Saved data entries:
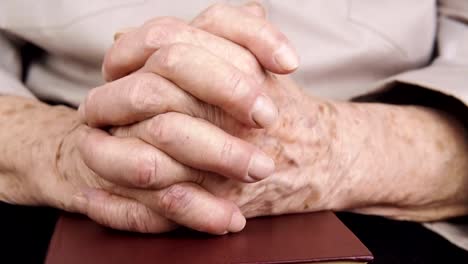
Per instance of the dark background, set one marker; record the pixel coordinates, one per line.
(26, 231)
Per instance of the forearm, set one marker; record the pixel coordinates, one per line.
(30, 133)
(417, 157)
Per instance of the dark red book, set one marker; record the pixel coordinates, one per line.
(300, 238)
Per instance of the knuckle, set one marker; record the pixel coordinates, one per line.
(146, 172)
(138, 90)
(217, 10)
(134, 220)
(164, 20)
(237, 87)
(160, 128)
(161, 31)
(175, 200)
(210, 15)
(169, 56)
(227, 151)
(155, 35)
(263, 27)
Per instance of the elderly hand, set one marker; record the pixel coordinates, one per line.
(198, 90)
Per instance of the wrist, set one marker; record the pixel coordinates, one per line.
(30, 133)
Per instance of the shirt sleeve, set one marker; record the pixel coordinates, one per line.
(443, 84)
(11, 69)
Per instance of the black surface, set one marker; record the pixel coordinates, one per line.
(26, 231)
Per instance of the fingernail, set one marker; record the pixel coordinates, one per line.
(261, 166)
(264, 111)
(286, 58)
(237, 222)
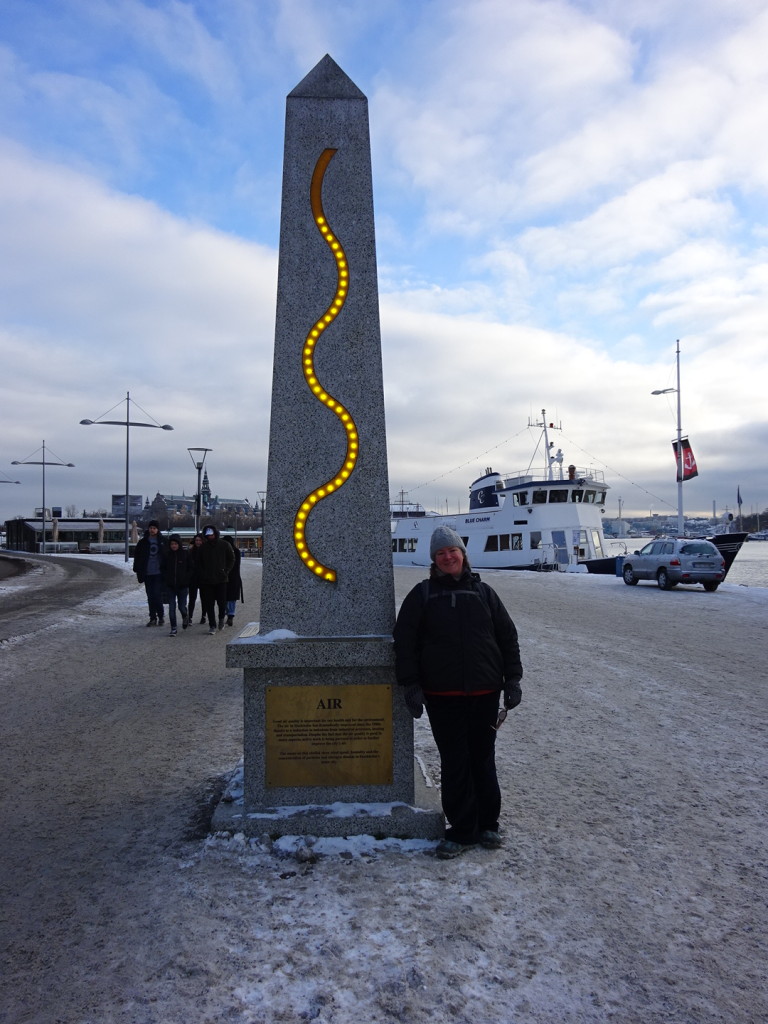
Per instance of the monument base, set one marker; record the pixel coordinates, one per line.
(423, 819)
(329, 743)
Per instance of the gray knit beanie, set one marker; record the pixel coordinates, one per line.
(444, 537)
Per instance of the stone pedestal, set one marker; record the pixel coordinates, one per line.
(329, 743)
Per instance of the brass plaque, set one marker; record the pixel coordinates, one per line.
(329, 735)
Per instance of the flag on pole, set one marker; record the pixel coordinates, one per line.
(689, 463)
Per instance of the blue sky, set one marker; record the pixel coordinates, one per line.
(561, 188)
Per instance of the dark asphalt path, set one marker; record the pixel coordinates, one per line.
(35, 600)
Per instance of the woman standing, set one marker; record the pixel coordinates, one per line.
(456, 652)
(233, 584)
(176, 579)
(216, 561)
(148, 562)
(194, 560)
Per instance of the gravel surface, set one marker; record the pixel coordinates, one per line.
(631, 887)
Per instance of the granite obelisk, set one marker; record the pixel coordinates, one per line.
(328, 353)
(324, 728)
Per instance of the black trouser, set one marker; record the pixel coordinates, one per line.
(462, 730)
(211, 595)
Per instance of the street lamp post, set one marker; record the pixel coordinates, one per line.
(127, 423)
(679, 460)
(44, 462)
(199, 462)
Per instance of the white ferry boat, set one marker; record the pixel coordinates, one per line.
(519, 520)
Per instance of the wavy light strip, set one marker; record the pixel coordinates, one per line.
(307, 357)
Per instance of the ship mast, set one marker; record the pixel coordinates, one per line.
(549, 459)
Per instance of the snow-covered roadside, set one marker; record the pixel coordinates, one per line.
(631, 887)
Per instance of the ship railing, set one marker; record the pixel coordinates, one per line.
(583, 475)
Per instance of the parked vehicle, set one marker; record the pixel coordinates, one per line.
(672, 561)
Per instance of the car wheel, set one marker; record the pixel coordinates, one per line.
(663, 579)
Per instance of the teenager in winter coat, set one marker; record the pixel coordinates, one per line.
(148, 562)
(195, 546)
(456, 653)
(176, 580)
(233, 584)
(215, 561)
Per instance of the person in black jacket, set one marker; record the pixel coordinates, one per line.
(148, 562)
(233, 584)
(215, 561)
(456, 653)
(176, 581)
(195, 545)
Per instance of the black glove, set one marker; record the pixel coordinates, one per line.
(512, 693)
(414, 699)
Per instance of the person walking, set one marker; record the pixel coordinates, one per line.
(148, 563)
(457, 652)
(194, 558)
(233, 584)
(216, 559)
(176, 580)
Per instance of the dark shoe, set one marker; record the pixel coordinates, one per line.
(489, 840)
(446, 850)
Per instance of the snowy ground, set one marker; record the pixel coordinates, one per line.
(631, 887)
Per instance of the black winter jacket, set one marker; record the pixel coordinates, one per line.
(141, 555)
(215, 561)
(459, 640)
(176, 573)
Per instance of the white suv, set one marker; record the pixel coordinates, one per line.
(670, 562)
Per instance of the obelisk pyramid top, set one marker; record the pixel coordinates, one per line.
(327, 81)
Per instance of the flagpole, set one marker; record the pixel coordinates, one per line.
(680, 473)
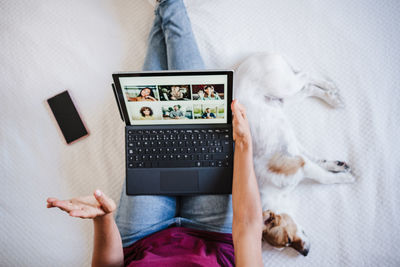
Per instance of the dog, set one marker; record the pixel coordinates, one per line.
(264, 83)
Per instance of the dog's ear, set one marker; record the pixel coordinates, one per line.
(301, 244)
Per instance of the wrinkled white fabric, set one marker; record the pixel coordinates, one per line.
(49, 46)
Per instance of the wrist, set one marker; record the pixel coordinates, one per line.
(107, 218)
(243, 144)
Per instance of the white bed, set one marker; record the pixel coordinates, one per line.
(49, 46)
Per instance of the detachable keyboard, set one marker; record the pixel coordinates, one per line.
(174, 148)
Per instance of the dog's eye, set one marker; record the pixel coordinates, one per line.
(270, 219)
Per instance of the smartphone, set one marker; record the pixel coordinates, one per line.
(67, 117)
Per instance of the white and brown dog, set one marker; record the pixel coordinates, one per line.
(263, 84)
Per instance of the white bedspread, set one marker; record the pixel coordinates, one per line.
(50, 46)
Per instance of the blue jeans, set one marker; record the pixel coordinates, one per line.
(172, 46)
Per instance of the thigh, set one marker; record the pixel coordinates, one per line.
(208, 212)
(139, 216)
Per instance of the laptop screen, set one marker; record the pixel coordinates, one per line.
(176, 99)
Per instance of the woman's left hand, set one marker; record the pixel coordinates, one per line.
(87, 207)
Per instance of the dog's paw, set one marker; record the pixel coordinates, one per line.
(345, 177)
(335, 166)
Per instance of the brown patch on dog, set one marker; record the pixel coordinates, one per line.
(281, 231)
(285, 164)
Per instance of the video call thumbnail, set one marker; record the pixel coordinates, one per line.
(177, 112)
(141, 93)
(208, 111)
(208, 92)
(174, 92)
(186, 103)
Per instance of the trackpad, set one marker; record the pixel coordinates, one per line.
(179, 181)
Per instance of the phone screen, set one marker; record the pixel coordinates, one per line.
(67, 117)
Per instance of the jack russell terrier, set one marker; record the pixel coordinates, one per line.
(263, 84)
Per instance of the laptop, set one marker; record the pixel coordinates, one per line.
(178, 133)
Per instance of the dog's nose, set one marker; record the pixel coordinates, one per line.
(304, 252)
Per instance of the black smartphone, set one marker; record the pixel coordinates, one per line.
(67, 117)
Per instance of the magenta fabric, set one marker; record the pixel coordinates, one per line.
(180, 246)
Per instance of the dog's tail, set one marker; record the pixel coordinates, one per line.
(285, 164)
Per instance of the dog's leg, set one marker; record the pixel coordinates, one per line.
(325, 90)
(328, 172)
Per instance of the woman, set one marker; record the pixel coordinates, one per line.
(208, 114)
(147, 113)
(179, 231)
(146, 94)
(210, 93)
(176, 93)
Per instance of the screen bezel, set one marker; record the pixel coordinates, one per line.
(118, 88)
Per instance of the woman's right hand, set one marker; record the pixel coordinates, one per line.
(87, 207)
(241, 129)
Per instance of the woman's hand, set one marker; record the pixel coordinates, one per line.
(88, 207)
(241, 130)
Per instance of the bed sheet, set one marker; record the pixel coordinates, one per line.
(49, 46)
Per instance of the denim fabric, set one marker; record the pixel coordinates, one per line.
(171, 45)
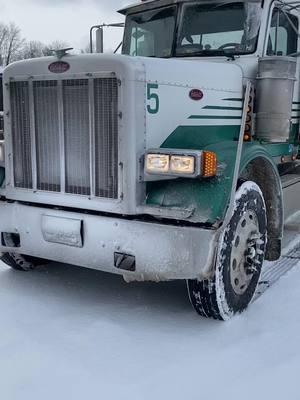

- REQUIREMENTS: Rewrite all of the material above with "set one marker" changed to "place one dot" everywhere it appears and nothing else altered. Leave the pictures out.

- SOLUTION:
Per instance of the dark background, place one dot; record the pixel coordinates, one per line.
(26, 231)
Per instance of the forearm, place one dot; record the pixel coordinates, one per line.
(30, 133)
(417, 157)
Per instance of the dark red book, place one dot; record the pixel coordinates, one per line.
(300, 238)
Per instance of the knuckle, place one dot; record the pixel coordinates, one per line.
(146, 172)
(138, 90)
(217, 10)
(134, 220)
(164, 20)
(237, 87)
(160, 128)
(161, 31)
(175, 200)
(210, 15)
(169, 56)
(227, 151)
(155, 35)
(263, 27)
Per instance of the elderly hand, place one dot; record the pixel coordinates, one per line.
(198, 90)
Per instance of the wrist, place one dot; record the pixel coordinates, one per line.
(30, 133)
Per instance of the shirt sleeve, place one dot; record the pixel coordinates, one per line.
(443, 84)
(11, 69)
Per instance of the black surface, place one dot; record the pixel coordinates, one per line.
(26, 231)
Per instance of the fingernail, place one dot; record the pixel coordinates, one per line.
(261, 166)
(264, 111)
(286, 58)
(237, 222)
Per instance of the monument base, place one dot; record the pixel coordinates, one per line.
(423, 819)
(329, 743)
Per instance of the gray knit beanie, place one dot; record the pixel coordinates, one per line.
(444, 537)
Per instance of the stone pedestal, place one dot; record the pixel coordinates, one per line.
(329, 743)
Per instance of the brass plaque, place one dot; record the pixel coordinates, one per line.
(329, 735)
Per instance of the flag on pole, place one dot; record the pixel coordinates, one per line.
(689, 463)
Per instance of the blue sky, place one dot; record the pixel coordinates, one per line.
(561, 188)
Per instance of the dark asphalt path, place one dot; record the pixel coordinates, one per line.
(35, 600)
Per instance of the woman standing, place one dot; record the pixel coordinates, one per line.
(456, 652)
(233, 584)
(176, 579)
(216, 561)
(148, 562)
(194, 560)
Per instance of the gravel surface, place one dot; record the pixel coordinates, one per line.
(631, 887)
Per instance of the granite obelisk, place one dot; record the pixel coordinates, one per line.
(328, 353)
(324, 728)
Per instance of the black trouser, place one dot; record the pixel coordinates, one per line.
(462, 730)
(211, 595)
Per instance of the street lamp post, place one dot; record the pixel coordinates, one per line.
(127, 423)
(679, 460)
(44, 462)
(199, 462)
Per instance of the white ferry boat, place one dot; record the pixel coordinates, one per line.
(519, 520)
Per instance of the wavy light strip, place one dot; record the pixel coordinates, one per line.
(307, 357)
Per instance of the ship mast, place one dot; record the pixel coordinates, one per line.
(549, 459)
Per instance of the snow-covered roadside, place one dot; record the pixel coordinates, one per line.
(631, 887)
Per instance of the ship railing, place one dot; record the pixel coordinates, one per line.
(583, 475)
Per instance of the parked vehicle, place one dot; record the pixel coordinates, one per line.
(672, 561)
Per instance of the car wheel, place one dot; record the pixel coordinates, one per line.
(663, 579)
Per instance of the teenager in winter coat, place one dot; record the pixel coordinates, one per line.
(148, 562)
(195, 546)
(456, 653)
(176, 580)
(233, 584)
(215, 561)
Per instance of the person in black jacket, place one dot; record the pixel coordinates, one per line.
(148, 562)
(233, 584)
(215, 561)
(456, 653)
(176, 581)
(195, 545)
Per instance of the black glove, place one dot; record the pixel coordinates, one per line.
(512, 693)
(414, 699)
Per instance of the person walking, place one dot; record the pixel coordinates, one per line.
(148, 563)
(457, 652)
(194, 558)
(233, 584)
(216, 559)
(176, 580)
Per instance of the dark shoe, place one dot; record the pixel coordinates, one per line.
(489, 840)
(446, 850)
Per instance of the snowy ground, place one dot; record the pixel coordinates, one per line.
(631, 887)
Per instance of the black winter jacket, place one dot; record the pixel coordinates, one per line.
(141, 555)
(215, 561)
(459, 640)
(176, 573)
Per instance of the white suv, place one dot; record the pixel coordinates, one per line.
(670, 562)
Per instance of the obelisk pyramid top, place one dot; record the pixel coordinates, one per line.
(327, 81)
Per instance of the flagpole, place one dot; record the pixel coordinates, one per line.
(680, 473)
Per instance of the dog, place one dot; record the pixel coordinates, one per line.
(264, 83)
Per instance of the dog's ear, place one dot; record the pixel coordinates, one per line.
(301, 244)
Per instance of the wrinkled white fabric, place one dot; record the pixel coordinates, one per line.
(49, 46)
Per instance of the wrist, place one dot; record the pixel coordinates, one per line.
(107, 218)
(243, 144)
Per instance of the white bed, place one dot; record the pixel coordinates, one per line.
(49, 46)
Per instance of the detachable keyboard, place one dot; record the pixel coordinates, one per line.
(174, 148)
Per instance of the dog's eye, place one dot; record the pixel coordinates, one per line.
(270, 219)
Per instance of the smartphone, place one dot; record the pixel coordinates, one per line.
(67, 117)
Per instance of the white and brown dog, place one dot; record the pixel coordinates, one per line.
(263, 84)
Per instance of the white bedspread, place one dot; record the pixel coordinates, one per line.
(50, 46)
Per instance of the blue jeans, place one dot; record the pixel coordinates, one per line.
(172, 46)
Per instance of the thigh, place one dot; record the pixel coordinates, one per line.
(208, 212)
(139, 216)
Per instance of the laptop screen, place one dot; record the pixel coordinates, one per line.
(176, 99)
Per instance of the woman's left hand, place one dot; record the pixel coordinates, one per line.
(87, 207)
Per instance of the dog's paw, place one dot; record the pixel coordinates, one per line.
(345, 177)
(335, 166)
Per instance of the brown patch on dog, place one dot; record the pixel coordinates, one per line.
(281, 231)
(285, 164)
Per instance of the video call thumbnail, place one dot; record the pixel coordinates, one per line.
(177, 112)
(141, 93)
(208, 111)
(208, 92)
(174, 92)
(186, 103)
Per instance of the trackpad, place one dot; record the pixel coordinates, one per line.
(179, 181)
Per instance of the phone screen, place one dot; record the pixel coordinates, one per line.
(67, 117)
Per instance of the jack russell terrier, place one dot; record the pixel coordinates, one per line.
(263, 84)
Per instance of the laptop, place one dot; record the pixel coordinates, one per line.
(178, 133)
Per instance of the dog's nose, place one dot; record the pixel coordinates, one per line.
(304, 252)
Per instance of the black smartphone, place one dot; record the pixel coordinates, one per line.
(67, 117)
Per instance of the magenta fabric, place one dot; record the pixel coordinates, one per line.
(180, 246)
Per instance of the dog's tail, place one dot; record the pixel coordinates, one per line.
(285, 164)
Per instance of the dog's leg, place one dot; record the pixel coordinates, one per line.
(325, 90)
(328, 172)
Per instance of the woman, place one dot; record the pixel coordinates, one per line.
(208, 114)
(147, 113)
(179, 231)
(146, 94)
(210, 93)
(176, 93)
Per instance of the screen bezel, place one dot; record the pixel coordinates, one per line.
(118, 88)
Per instance of the woman's right hand, place one dot; record the pixel coordinates, one per line.
(87, 207)
(241, 129)
Per instance of the woman's hand, place one dot; record the pixel coordinates, one per line.
(88, 207)
(241, 130)
Per instance of the bed sheet, place one dot; record the pixel coordinates, one per line.
(49, 46)
Per instance of the denim fabric, place one dot; record the pixel coordinates, one per line.
(171, 45)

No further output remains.